→ Pagina:
Analyse De huidige ruimtelijke opgaven zijn in de afgelopen decennia dermate veranderd, dat dit volgens hoogleraar gebiedsontwikkeling Co Verdaas om een nieuwe rol van het Rijk vraagt. In zijn analyse legt hij uit waarom dat een balanceeract is. “Laten we niet in de valkuil trappen van centrale regie vanuit een gestold coördinatiepunt.”
Ruimtelijke ordening is terug van weggeweest. Althans, als het gaat om de betrokkenheid van het Rijk bij de opgaven waar we voor staan. We kunnen in de fase die komen gaat teruggrijpen op een lange traditie van rijksbemoeienis en een brede professionele basis met veel kennis, ervaring en deskundigheid. Disciplines als planologie, stedenbouw, (landschaps)architectuur, watermanagement, vervoerskunde, ze staan niet voor niets al decennia internationaal hoog aangeschreven.
De eerder ontwikkelde receptuur kan echter niet zonder meer gekopieerd worden naar het heden en de nabije toekomst. Ook voor het Rijk zijn de context en de opgaven wezenlijk veranderd. Tijd voor een beknopte reflectie.
Ruimtelijke ordening na de Tweede Wereldoorlog: vier fasen
Velen leggen de oorsprong van bemoeienis van het Rijk bij de Woningwet van 1901. Ook ver daarvoor waren veel partijen al bezig met de inrichting, het kneden en vormen van onze leefomgeving. Denk aan het opwerpen van terpen in voor overstroming gevoelige gebieden, de grote inpolderingen, of de uitleg van een stad als Amsterdam. Planmatig geleide nationale ruimtelijke ordening is evenwel een relatief jong vakgebied.

→ Doelen:
A: Geef bij elke bewering met ja of nee aan of ze klopt volgens de tekst over ruimtelijke ordening, en citeer daarbij letterlijk de woorden uit de tekst die de doorslag geven: (i) Velen zien de Woningwet van 1901 als de oorsprong van de bemoeienis van het Rijk. (ii) De eerder ontwikkelde receptuur kan zonder meer naar het heden worden gekopieerd. (iii) Planmatig geleide nationale ruimtelijke ordening is een oud vakgebied.
B: Typ het stuk uit de tekst over ruimtelijke ordening woordelijk over, beginnend bij "Ruimtelijke ordening na" en eindigend bij "relatief jong vakgebied.".

→ Getoonde gegevens:
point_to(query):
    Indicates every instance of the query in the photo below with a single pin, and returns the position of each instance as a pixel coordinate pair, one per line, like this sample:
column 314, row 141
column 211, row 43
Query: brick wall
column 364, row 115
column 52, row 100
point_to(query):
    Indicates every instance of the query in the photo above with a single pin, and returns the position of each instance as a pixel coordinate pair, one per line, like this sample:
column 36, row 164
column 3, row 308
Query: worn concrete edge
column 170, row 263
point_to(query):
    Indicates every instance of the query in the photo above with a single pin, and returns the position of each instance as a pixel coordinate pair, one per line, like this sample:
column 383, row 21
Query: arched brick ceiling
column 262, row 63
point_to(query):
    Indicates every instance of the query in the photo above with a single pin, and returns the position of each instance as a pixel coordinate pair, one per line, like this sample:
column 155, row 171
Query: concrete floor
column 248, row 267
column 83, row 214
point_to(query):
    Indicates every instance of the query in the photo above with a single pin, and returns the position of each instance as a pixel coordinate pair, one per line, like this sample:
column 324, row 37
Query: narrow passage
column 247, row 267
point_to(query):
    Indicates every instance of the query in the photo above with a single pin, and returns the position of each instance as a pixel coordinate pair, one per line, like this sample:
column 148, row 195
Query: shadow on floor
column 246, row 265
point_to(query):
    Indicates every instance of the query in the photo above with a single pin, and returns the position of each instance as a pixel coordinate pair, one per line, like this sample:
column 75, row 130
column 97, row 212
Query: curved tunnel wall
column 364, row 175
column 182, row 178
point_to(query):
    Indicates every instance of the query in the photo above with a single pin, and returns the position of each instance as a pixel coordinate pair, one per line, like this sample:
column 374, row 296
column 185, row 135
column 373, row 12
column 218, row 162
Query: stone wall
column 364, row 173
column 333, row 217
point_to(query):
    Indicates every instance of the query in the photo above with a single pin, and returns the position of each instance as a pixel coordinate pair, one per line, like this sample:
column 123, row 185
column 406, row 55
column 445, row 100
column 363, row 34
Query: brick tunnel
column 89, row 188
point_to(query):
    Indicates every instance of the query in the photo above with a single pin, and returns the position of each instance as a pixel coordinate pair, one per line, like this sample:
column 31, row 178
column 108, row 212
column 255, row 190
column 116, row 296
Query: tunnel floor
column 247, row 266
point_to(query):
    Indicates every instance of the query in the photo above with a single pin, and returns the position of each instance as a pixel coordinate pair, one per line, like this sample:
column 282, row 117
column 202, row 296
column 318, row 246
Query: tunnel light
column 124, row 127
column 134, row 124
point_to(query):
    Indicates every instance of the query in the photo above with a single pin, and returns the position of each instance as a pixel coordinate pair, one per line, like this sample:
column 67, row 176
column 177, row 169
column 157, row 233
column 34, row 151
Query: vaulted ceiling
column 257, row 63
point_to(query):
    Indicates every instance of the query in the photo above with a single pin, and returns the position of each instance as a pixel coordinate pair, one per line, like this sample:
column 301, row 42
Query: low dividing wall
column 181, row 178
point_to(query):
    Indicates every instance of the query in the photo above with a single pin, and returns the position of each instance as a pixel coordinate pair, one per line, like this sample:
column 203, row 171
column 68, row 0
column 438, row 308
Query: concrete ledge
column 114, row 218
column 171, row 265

→ Uitwerkingen:
A:
(i) Ja: "Velen leggen de oorsprong van bemoeienis van het Rijk bij de Woningwet van 1901."
(ii) Nee: "De eerder ontwikkelde receptuur kan echter niet zonder meer gekopieerd worden naar het heden en de nabije toekomst."
(iii) Nee: "Planmatig geleide nationale ruimtelijke ordening is evenwel een relatief jong vakgebied."

B:
Ruimtelijke ordening na de Tweede Wereldoorlog: vier fasen
Velen leggen de oorsprong van bemoeienis van het Rijk bij de Woningwet van 1901. Ook ver daarvoor waren veel partijen al bezig met de inrichting, het kneden en vormen van onze leefomgeving. Denk aan het opwerpen van terpen in voor overstroming gevoelige gebieden, de grote inpolderingen, of de uitleg van een stad als Amsterdam. Planmatig geleide nationale ruimtelijke ordening is evenwel een relatief jong vakgebied.